Instructions to follow:
Using the records below, reproduce exactly the lines from the one containing "of the person" through the end, and nothing more; skip the images.
----------
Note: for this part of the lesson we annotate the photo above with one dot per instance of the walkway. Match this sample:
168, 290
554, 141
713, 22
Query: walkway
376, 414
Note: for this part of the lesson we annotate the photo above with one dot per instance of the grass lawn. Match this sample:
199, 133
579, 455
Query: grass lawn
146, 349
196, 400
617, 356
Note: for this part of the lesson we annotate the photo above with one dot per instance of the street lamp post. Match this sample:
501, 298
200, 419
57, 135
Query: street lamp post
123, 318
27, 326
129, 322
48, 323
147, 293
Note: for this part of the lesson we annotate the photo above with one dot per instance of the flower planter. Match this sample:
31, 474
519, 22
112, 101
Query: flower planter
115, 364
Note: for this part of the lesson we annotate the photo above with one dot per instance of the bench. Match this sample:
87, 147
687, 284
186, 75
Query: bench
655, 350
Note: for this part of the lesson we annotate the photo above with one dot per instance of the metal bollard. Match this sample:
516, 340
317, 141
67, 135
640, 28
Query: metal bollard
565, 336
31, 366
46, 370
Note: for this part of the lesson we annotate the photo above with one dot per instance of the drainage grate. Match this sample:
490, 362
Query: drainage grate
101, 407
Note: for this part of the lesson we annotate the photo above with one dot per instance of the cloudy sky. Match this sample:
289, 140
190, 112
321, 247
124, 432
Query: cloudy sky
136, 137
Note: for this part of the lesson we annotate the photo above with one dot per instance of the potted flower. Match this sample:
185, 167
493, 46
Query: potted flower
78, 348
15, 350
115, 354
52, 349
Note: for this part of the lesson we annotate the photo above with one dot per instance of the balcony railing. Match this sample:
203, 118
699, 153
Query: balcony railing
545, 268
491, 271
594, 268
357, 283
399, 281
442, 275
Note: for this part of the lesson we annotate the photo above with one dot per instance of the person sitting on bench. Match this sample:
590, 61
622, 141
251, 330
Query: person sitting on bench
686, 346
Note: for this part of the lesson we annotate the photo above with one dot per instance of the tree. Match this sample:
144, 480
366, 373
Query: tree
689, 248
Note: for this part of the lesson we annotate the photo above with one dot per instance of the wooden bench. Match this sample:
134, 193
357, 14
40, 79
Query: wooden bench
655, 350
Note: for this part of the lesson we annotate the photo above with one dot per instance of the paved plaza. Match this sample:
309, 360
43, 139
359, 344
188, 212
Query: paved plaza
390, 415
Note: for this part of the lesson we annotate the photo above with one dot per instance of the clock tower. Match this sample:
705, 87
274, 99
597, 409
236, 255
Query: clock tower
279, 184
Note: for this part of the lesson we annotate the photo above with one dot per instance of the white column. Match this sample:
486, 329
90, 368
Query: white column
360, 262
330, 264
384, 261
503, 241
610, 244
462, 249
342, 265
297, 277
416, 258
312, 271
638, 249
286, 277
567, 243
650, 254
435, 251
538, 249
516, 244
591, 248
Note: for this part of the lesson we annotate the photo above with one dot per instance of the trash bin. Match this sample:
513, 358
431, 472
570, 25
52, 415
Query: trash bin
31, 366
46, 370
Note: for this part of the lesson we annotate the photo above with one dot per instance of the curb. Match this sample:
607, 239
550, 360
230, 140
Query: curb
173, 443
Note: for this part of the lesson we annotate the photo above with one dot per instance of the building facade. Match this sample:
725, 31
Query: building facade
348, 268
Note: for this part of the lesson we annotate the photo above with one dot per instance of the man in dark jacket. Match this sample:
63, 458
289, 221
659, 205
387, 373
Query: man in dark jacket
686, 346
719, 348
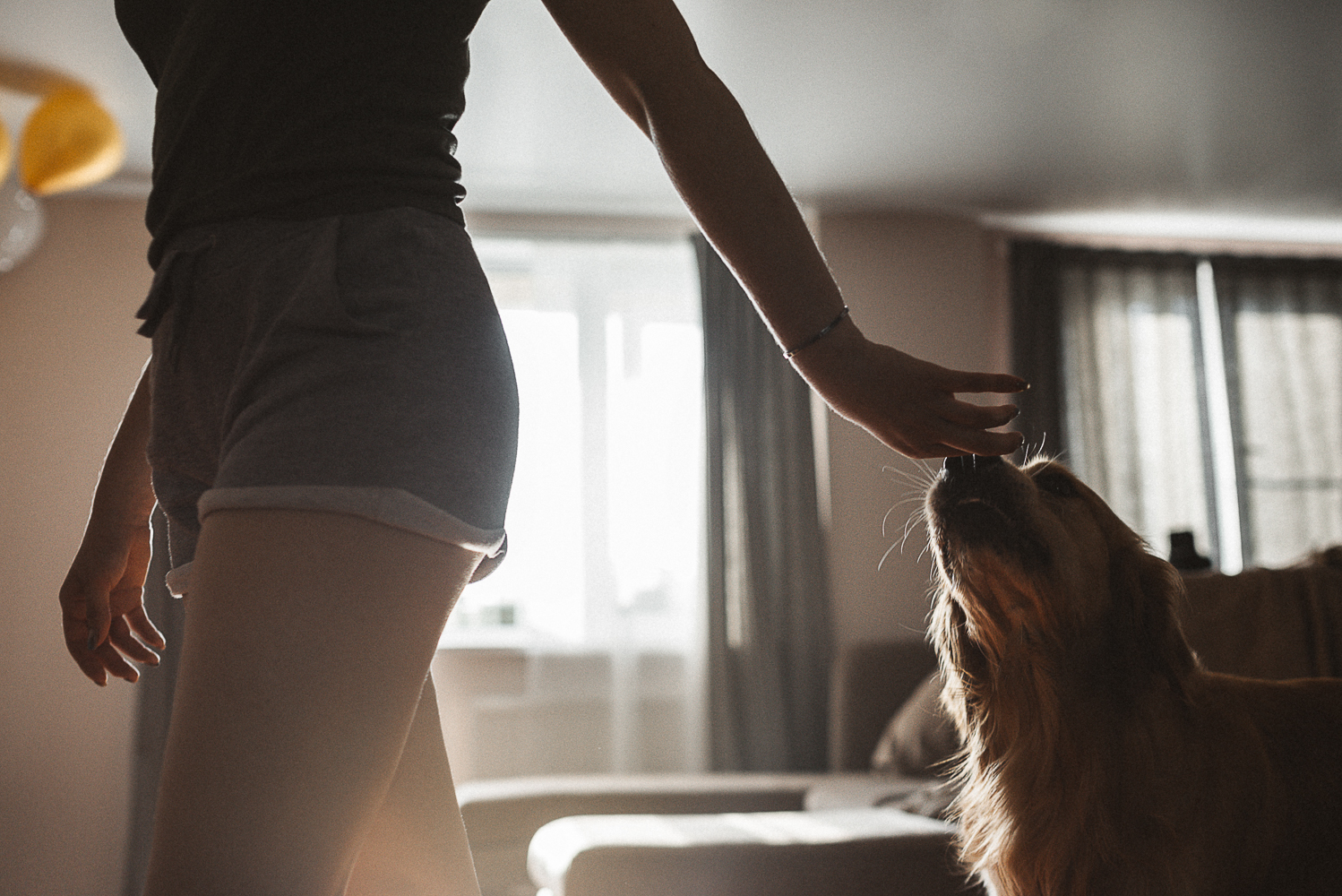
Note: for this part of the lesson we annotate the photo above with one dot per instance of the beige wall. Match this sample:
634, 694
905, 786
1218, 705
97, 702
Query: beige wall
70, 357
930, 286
----------
The output:
Note: for this part of the lesson we annotate the photo above with one dot per instance of the person sitting on bench. Match this sample:
590, 61
622, 141
251, 330
Query: person sitting on bench
686, 346
Note: for this part of the lesson we annotate the photo above with one dot per instance of the tree. Match this sample:
144, 480
366, 373
Query: tree
689, 248
Note: for this part of the lesson we annotate the photo above with one dot per instance of the wooden bench. Match this sample:
134, 193
357, 14
40, 79
Query: wooden bench
655, 350
Note: for this part of the lesson we annotate the photo above with one dot per instance of the paved plaza. Match this sample:
309, 360
43, 139
359, 344
188, 212
Query: paved plaza
390, 415
Note: for this part of the lesson we annotate the photo above with one dot per instance of the clock tower. Match this sample:
705, 87
274, 99
597, 409
236, 255
Query: clock tower
279, 184
Note: for this part of the lesson we annotate the photo above with one dot per instance of the white column. Match this sample:
486, 329
90, 368
Query: white column
360, 262
330, 264
384, 261
503, 241
610, 244
462, 249
342, 265
297, 277
416, 258
312, 271
638, 249
286, 277
567, 243
650, 254
435, 251
538, 249
516, 244
591, 248
Note: for this part of the lesson we annotate the photo above with one dot per instance of the trash bin. Match this sample:
513, 358
431, 472
570, 25
52, 415
Query: trash bin
31, 366
46, 370
Note: for this part of the lesson we annotate the photo above with one dot per instance of the curb. Match this sample:
607, 239
550, 360
230, 140
Query: curb
173, 443
Note: for this part of the lesson we annotate the photo above with one dot per instance of the building facade. Match this sample:
725, 31
Query: building facade
348, 268
Note: for this part of the lesson we annotate the photo above with one dot per instance of the man in dark jacket. Match this sample:
63, 458
289, 221
659, 205
387, 373
Query: man in dark jacket
686, 346
719, 348
Note: for this part of the lesson we annotate the photo above with one dot per instance of the beige wall. Match this sample:
634, 694
905, 786
1218, 705
97, 702
Query: beige wall
70, 357
930, 286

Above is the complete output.